Objective >> Pick out every line of the records below that contains the string "table", matching case exactly, and copy each such line in full.

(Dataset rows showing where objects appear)
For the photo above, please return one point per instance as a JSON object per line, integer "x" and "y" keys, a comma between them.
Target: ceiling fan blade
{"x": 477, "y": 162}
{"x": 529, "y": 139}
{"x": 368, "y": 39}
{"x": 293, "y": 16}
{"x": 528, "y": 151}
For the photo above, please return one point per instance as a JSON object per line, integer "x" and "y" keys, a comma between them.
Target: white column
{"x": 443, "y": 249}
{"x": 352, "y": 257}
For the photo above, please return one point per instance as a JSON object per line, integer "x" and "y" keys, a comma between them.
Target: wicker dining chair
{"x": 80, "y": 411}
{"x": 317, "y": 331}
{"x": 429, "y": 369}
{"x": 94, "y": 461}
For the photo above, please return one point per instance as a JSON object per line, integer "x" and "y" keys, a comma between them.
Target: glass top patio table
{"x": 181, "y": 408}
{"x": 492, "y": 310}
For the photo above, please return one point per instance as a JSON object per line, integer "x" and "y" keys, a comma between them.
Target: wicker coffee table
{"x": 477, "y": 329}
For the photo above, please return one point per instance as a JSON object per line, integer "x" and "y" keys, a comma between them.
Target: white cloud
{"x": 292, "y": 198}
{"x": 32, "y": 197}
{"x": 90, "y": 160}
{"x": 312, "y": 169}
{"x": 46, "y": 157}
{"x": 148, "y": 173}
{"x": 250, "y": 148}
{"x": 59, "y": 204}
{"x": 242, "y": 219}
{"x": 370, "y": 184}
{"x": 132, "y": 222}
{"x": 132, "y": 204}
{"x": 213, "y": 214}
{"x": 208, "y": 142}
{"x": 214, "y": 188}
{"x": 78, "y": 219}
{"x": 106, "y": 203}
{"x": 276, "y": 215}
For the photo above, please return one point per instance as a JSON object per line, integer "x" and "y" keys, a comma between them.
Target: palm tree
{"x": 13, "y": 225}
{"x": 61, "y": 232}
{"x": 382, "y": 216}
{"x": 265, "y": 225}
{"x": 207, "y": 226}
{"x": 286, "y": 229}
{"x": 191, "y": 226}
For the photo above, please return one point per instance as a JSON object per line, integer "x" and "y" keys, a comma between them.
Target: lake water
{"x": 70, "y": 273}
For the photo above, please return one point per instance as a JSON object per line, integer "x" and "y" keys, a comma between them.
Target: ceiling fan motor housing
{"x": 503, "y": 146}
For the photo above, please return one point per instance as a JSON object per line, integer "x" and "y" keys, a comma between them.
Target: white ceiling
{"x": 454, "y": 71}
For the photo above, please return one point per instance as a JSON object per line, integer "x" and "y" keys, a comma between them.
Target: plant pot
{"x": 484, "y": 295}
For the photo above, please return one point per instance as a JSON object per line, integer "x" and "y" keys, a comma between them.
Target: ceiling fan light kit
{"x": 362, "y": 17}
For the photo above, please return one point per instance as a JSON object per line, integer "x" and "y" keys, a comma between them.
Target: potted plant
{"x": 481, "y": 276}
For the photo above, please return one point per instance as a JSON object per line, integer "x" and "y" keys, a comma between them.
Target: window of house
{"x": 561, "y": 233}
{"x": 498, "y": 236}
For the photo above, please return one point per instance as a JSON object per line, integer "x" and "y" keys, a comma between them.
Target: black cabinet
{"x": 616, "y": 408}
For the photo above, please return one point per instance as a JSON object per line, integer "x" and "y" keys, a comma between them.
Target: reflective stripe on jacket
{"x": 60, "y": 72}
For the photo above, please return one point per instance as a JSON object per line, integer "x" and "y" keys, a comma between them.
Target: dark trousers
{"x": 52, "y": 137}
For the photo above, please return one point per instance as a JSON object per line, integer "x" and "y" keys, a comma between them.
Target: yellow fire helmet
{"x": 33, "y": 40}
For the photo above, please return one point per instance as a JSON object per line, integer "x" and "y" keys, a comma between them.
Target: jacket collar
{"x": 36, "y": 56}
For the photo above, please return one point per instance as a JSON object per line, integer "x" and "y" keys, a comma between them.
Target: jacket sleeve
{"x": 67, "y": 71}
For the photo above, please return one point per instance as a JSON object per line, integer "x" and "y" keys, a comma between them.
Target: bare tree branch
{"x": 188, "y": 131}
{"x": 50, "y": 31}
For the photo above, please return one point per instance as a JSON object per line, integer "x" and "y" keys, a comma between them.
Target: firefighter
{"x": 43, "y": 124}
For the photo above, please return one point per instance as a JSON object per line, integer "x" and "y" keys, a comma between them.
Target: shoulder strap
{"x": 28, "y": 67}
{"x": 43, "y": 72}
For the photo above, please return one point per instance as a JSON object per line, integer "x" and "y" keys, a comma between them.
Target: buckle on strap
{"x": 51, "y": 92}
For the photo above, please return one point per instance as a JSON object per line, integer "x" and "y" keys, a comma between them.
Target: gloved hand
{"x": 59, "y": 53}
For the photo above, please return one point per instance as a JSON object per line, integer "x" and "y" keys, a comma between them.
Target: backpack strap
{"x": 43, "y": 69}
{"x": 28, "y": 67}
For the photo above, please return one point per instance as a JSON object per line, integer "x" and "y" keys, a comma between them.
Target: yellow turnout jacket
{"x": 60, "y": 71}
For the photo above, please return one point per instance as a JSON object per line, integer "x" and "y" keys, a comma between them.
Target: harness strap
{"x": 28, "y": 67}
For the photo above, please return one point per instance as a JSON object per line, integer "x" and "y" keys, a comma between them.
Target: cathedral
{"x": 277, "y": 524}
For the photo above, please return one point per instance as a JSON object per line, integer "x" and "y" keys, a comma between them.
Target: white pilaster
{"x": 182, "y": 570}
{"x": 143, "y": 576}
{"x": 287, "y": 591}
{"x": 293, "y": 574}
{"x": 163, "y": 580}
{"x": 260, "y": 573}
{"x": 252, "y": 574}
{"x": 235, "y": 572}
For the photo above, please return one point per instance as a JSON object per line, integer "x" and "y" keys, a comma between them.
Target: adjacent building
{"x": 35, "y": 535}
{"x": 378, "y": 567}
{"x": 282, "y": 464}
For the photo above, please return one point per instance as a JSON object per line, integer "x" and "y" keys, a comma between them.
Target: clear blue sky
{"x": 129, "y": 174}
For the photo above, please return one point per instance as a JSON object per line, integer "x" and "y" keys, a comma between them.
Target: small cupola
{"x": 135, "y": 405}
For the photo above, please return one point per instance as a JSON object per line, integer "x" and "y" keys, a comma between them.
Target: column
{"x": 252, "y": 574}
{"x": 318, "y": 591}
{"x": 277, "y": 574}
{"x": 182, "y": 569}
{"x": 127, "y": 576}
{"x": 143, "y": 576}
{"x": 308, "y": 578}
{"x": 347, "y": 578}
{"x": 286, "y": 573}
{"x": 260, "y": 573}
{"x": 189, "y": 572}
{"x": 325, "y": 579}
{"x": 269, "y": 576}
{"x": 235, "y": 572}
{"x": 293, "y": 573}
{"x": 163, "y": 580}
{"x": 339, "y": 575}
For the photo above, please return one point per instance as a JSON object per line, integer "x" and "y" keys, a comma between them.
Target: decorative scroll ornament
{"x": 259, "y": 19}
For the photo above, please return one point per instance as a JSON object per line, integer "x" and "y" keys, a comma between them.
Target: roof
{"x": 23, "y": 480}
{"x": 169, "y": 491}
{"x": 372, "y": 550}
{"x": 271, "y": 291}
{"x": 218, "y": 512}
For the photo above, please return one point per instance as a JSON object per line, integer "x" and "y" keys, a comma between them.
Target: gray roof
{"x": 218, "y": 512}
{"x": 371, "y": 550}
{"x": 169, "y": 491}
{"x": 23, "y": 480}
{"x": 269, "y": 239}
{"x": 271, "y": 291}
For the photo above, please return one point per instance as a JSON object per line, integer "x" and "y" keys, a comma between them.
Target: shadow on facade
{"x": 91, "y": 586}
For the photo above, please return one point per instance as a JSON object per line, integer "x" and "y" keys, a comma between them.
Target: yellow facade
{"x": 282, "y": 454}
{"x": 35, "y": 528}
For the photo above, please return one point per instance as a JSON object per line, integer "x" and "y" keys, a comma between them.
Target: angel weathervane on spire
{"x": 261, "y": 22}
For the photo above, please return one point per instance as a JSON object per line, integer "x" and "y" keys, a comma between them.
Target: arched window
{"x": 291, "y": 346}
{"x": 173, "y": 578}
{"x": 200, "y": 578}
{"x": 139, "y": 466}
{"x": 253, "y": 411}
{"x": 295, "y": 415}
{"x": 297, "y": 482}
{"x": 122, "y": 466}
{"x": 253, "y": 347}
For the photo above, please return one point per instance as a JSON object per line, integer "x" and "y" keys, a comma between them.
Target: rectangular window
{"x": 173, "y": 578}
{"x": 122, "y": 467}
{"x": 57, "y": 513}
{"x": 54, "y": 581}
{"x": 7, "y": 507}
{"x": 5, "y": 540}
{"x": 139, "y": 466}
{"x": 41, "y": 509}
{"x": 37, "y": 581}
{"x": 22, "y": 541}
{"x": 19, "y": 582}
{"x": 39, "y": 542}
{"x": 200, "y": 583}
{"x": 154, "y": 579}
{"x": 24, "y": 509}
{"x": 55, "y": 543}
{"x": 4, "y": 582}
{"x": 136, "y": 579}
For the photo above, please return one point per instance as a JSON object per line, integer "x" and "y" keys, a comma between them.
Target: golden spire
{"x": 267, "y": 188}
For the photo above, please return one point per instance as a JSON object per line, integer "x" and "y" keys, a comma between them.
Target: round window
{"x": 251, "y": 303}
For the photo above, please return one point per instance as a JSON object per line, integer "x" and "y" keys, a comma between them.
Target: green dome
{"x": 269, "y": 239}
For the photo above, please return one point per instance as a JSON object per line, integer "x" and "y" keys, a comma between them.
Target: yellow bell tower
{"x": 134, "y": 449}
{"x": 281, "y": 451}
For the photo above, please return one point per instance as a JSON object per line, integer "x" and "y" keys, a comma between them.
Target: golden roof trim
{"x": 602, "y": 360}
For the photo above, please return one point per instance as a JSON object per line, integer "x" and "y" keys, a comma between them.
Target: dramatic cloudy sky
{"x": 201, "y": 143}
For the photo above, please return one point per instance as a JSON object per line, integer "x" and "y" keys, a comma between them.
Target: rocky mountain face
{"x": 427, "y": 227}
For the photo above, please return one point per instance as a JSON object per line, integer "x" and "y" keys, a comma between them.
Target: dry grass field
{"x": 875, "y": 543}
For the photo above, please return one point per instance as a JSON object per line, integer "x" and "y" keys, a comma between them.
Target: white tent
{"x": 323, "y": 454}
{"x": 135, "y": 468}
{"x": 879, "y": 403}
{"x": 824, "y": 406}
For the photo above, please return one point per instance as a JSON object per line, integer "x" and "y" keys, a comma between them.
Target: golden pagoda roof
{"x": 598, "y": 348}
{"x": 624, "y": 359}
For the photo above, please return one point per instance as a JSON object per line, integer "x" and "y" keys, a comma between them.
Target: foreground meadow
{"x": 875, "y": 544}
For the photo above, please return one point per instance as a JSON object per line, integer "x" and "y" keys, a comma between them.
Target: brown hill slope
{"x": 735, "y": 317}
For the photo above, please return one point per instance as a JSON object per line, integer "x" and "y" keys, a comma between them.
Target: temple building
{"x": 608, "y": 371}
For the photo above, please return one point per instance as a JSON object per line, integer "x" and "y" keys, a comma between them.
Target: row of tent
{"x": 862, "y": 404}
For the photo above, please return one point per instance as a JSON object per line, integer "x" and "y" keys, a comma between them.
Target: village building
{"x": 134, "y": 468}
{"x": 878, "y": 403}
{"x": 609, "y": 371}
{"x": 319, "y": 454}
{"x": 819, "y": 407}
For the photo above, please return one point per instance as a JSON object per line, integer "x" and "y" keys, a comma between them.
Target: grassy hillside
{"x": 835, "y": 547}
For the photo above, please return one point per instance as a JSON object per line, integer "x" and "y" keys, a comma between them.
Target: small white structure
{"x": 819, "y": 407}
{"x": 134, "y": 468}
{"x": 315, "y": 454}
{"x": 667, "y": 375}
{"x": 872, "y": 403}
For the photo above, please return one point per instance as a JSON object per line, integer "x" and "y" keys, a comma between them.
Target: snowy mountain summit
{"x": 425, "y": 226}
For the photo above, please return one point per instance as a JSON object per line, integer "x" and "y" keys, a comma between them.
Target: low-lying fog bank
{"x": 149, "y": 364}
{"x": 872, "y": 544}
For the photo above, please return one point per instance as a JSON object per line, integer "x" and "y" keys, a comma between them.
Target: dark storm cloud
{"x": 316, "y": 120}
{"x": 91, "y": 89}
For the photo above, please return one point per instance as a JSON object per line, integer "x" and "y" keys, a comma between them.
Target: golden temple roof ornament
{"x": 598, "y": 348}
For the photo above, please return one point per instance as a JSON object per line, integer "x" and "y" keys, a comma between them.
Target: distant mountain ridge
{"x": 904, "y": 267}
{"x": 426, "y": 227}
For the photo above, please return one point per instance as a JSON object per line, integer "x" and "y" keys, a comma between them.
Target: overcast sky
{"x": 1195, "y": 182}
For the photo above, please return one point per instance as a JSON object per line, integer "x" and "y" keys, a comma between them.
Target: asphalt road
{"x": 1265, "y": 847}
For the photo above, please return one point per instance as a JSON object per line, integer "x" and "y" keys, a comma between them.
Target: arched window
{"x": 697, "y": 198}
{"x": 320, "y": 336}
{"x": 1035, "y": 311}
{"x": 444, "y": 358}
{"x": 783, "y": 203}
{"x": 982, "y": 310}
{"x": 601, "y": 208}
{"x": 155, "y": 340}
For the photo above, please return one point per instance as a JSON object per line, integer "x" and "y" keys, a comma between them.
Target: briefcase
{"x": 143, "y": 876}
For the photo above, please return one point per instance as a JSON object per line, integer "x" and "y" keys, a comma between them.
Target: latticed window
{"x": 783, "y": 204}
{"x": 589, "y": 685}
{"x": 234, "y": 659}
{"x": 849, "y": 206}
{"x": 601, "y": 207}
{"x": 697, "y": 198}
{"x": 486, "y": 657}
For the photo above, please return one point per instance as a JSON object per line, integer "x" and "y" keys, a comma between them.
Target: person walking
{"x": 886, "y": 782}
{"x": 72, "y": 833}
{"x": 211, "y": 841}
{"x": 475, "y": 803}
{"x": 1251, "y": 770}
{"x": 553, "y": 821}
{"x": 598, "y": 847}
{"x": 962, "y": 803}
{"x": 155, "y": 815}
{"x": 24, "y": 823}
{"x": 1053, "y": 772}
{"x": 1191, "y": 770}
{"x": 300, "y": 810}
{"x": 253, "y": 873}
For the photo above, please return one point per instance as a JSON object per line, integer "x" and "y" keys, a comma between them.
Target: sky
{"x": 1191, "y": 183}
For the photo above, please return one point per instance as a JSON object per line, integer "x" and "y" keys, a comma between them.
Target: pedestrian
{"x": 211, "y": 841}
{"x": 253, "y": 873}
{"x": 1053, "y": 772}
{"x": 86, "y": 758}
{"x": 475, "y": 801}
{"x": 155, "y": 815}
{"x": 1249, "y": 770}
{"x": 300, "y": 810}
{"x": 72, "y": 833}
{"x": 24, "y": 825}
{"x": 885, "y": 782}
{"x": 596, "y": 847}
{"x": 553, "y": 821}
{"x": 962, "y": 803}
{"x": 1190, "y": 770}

Response >>
Target: glass top patio table
Target: wicker coffee table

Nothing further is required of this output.